• Ejercicio propuesto 1
Di si cada afirmación concuerda con el texto sobre la muerte de Juan Pablo II. Responde sí o no y cita literalmente las palabras del texto que lo deciden. (a) El País dedicó tres páginas a la muerte de Pablo VI. (b) Según una encuesta reciente, el ejército provocaba más desconfianza entre los jóvenes que la Iglesia. (c) Hace dos décadas, más de veinte articulistas comentaron al Papa difunto.

• Texto de lectura
_ _ _ _ _ _ _

Creo que no he sido el único en sentirme absolutamente abrumado por la tempestad fúnebre del finado Juan Pablo II. Fue como si hubiera caído una bomba atómica en la sede de San Pedro. Ni el maremoto del Índico dio tanto titular, tantas horas de radio y de televisión, tantas páginas de diario. Algunos viejos escépticos de mi cuerda nos llamamos por teléfono para preguntarnos si estábamos viviendo la misma barbarie. Pues sí. La estábamos viviendo.
Un periodista de raza, Arcadi Espada, debió de ser el único que hizo lo que está mandado en estos casos: acudió a la hemeroteca para comprobar cuánto había cambiado el mundo en veinte años. Efectivamente. Para la muerte de Pablo VI fueron suficientes tres páginas de El País, modelo de periódicos no sólo en España sino en Europa y ejemplo de casi todos los demás. Esta vez han sido 32 páginas. Hace dos décadas comentaron al Papa difunto cuatro articulistas. Esta vez han sido más de veinte.
Hasta hace unos años, Rafael Sánchez Ferlosio, siempre que se veía en la obligación de mencionar al Papa Wojtila, lo llamaba “el impresentable organista de Cracovia”. En la actualidad es “Juan Pablo II El Grande” según los dulces funcionarios vaticanos, seguidos de inmediato por la totalidad de los funcionarios mediáticos. No hubo cabeza visible que no afirmara que este Papa había sido uno de los personajes más importantes del siglo XX. Incluso le atribuyeron la caída del telón de acero. Al parecer, el campo de concentración comunista se vino abajo gracias a la intervención divina, y no por sus propios méritos.
¿Qué ha sucedido para que en veinte años un asunto tan trivial como la muerte de un Papa nonagenario se convierta en algo apoteósico? ¿Se debe al aumento del número de cristianos en el universo? Todo lo contrario: han descendido en picada e incluso en los territorios más colonizados, como España e Italia, van desapareciendo los creyentes activos. ¿Quizá se deba al fervor de una fe renovada y combativa? Nada de eso: las cifras de participación en los rituales religiosos dan ya un grado cero de asistencia, lo justo para poder abrir de vez en cuando las iglesias. Especialmente entre los jóvenes, el desapego es absoluto. Una reciente encuesta ponía a la Iglesia como una de las instituciones que provocaba mayor desconfianza entre los jóvenes, más que el ejército o la policía. Sólo “los políticos”, comprensiblemente, producían mayor desconfianza. ¿Por qué entonces los funcionarios siguen hablando de “el Papa de la juventud”? ¿Qué juventud? ¿La de quién?
Los que hemos sido instruidos en la vieja ilustración acudimos como cabestros a explicaciones clásicas: ha aumentado el grado de irracionalidad popular, la educación se ha hundido por completo, no puede haber pensamiento crítico cuando no hay instrumentos capaces de aplicarlo, la enajenación deportiva es el modelo con el que debemos medir la conducta humana, etcétera. Todo ello se podría resumir en la célebre queja: aumenta el crédito de las supersticiones, baja en picada el prestigio de la ciencia. Puede ser, pero me parece insuficiente.

_ _ _ _ _ _ _

• Ejercicio propuesto 2
Indica cuántas líneas de los registros contienen la cadena "double", distinguiendo mayúsculas de minúsculas. Responde solo con el número.

_ _ _ _ _ _ _

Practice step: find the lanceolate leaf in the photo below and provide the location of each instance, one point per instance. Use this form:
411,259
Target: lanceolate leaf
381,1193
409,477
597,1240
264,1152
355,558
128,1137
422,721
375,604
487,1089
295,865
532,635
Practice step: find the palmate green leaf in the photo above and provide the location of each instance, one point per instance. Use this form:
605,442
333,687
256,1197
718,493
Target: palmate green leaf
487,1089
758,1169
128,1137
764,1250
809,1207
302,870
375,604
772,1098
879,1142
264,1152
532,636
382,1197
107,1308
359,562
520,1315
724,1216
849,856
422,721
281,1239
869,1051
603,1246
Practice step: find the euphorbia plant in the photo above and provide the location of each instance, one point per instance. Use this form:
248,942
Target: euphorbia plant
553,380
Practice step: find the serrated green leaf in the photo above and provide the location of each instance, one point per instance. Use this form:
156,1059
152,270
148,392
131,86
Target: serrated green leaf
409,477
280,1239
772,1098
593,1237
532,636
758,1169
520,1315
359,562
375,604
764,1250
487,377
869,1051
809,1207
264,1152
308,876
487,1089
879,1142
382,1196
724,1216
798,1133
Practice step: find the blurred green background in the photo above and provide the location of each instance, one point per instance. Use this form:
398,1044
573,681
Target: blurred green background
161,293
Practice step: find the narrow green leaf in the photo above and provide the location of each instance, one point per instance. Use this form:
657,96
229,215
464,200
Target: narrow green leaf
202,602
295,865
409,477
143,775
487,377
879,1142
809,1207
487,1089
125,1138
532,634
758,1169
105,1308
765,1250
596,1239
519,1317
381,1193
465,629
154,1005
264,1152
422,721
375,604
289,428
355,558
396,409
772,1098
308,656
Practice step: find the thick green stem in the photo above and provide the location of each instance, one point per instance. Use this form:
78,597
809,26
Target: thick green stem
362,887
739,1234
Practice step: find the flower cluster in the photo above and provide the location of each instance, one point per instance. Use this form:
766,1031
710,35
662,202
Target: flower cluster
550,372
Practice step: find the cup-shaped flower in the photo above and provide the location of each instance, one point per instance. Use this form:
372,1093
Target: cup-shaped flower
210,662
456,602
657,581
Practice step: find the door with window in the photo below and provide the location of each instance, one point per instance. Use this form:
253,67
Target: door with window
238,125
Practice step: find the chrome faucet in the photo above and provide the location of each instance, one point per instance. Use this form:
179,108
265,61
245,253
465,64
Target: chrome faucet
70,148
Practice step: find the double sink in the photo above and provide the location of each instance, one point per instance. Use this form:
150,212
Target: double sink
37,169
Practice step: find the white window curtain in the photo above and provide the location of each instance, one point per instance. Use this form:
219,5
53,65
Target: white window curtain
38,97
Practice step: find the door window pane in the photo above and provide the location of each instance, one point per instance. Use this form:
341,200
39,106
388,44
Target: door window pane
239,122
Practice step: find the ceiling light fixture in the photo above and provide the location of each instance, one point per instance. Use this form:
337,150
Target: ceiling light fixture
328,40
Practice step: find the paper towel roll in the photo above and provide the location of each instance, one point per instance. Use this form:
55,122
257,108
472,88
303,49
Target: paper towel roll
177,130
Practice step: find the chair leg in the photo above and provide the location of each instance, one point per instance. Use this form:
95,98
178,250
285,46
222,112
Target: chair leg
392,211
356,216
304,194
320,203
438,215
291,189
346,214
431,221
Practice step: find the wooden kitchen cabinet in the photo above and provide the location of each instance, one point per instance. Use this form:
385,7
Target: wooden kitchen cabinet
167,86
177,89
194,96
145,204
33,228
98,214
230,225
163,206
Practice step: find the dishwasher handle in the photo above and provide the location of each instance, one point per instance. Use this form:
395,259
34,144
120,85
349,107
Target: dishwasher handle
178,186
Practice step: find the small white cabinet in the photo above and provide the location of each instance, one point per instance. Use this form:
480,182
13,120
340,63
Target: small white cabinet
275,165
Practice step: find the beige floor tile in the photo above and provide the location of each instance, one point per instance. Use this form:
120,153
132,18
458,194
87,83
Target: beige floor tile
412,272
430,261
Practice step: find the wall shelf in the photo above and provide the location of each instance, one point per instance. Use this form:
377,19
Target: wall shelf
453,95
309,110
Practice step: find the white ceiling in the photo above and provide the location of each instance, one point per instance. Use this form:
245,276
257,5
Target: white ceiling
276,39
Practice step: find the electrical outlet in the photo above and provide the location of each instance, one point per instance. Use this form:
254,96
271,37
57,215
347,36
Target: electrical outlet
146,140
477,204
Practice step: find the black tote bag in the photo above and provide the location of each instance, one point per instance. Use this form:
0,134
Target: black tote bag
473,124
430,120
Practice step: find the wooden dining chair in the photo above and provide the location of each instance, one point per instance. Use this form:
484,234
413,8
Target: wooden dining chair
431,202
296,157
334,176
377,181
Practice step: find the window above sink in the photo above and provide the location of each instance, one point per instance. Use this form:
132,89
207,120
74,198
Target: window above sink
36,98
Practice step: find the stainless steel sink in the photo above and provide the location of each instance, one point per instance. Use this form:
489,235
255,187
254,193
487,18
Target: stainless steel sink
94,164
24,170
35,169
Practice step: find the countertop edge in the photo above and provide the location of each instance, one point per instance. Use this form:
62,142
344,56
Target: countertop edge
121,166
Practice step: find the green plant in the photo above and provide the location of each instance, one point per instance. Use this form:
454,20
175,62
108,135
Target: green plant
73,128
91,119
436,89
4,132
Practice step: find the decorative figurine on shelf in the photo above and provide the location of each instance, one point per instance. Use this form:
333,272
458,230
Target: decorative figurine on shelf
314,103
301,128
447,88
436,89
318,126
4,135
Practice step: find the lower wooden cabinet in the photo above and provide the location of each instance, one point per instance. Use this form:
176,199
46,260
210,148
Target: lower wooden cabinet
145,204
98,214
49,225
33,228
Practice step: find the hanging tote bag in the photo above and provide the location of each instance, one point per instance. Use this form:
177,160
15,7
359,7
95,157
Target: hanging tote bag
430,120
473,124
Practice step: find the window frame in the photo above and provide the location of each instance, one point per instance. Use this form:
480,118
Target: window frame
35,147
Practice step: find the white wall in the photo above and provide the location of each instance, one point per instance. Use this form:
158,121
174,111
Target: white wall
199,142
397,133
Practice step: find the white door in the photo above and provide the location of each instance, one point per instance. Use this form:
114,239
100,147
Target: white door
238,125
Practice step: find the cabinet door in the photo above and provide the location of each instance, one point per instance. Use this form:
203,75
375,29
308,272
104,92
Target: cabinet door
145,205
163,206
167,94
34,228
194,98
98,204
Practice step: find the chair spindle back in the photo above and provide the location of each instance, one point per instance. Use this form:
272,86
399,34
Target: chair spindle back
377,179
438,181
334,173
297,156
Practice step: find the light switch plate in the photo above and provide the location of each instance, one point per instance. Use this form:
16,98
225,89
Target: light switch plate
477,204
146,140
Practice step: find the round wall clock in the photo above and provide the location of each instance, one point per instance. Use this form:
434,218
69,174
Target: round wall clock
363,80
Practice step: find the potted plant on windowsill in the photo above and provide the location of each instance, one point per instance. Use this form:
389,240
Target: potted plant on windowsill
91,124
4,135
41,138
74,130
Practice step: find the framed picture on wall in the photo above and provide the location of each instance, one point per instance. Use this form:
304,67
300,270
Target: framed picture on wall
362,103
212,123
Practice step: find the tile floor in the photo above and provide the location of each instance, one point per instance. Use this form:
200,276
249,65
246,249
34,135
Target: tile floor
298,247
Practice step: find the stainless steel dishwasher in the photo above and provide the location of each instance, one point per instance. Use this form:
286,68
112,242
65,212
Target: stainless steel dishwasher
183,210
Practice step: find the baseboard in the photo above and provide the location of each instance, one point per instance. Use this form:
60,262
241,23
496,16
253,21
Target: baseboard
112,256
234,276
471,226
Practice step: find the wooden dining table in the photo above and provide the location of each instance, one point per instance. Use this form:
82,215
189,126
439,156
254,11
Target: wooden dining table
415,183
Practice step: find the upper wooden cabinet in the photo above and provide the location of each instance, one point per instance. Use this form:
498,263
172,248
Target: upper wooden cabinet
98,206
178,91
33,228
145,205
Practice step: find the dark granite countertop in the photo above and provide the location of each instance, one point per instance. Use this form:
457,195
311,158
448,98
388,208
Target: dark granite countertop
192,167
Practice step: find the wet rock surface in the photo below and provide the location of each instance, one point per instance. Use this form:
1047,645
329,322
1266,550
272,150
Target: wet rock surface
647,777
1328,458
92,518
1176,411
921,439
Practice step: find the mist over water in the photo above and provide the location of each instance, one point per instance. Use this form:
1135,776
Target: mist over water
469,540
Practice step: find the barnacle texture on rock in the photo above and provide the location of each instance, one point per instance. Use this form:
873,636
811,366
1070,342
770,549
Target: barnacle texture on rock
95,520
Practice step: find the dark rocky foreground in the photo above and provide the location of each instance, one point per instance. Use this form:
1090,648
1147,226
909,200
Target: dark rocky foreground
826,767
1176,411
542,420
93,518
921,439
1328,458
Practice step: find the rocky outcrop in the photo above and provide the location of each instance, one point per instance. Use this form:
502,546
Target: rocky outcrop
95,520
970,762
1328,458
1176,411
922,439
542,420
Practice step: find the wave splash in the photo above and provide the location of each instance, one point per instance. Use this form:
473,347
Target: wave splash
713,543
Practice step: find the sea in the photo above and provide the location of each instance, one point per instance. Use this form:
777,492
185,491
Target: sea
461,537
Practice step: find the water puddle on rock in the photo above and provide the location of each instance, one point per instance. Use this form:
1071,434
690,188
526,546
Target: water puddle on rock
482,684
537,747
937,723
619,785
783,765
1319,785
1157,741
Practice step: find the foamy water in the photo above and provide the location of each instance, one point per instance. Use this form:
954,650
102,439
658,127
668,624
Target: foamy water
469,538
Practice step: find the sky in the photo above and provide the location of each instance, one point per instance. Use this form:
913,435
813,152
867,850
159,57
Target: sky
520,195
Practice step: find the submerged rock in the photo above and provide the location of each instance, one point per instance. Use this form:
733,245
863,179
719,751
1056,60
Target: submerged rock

_ _ _ _ _ _ _

• Respuesta 1
(a) Sí: "Para la muerte de Pablo VI fueron suficientes tres páginas de El País".
(b) No: "Una reciente encuesta ponía a la Iglesia como una de las instituciones que provocaba mayor desconfianza entre los jóvenes, más que el ejército o la policía."
(c) No: "Hace dos décadas comentaron al Papa difunto cuatro articulistas."

• Respuesta 2
2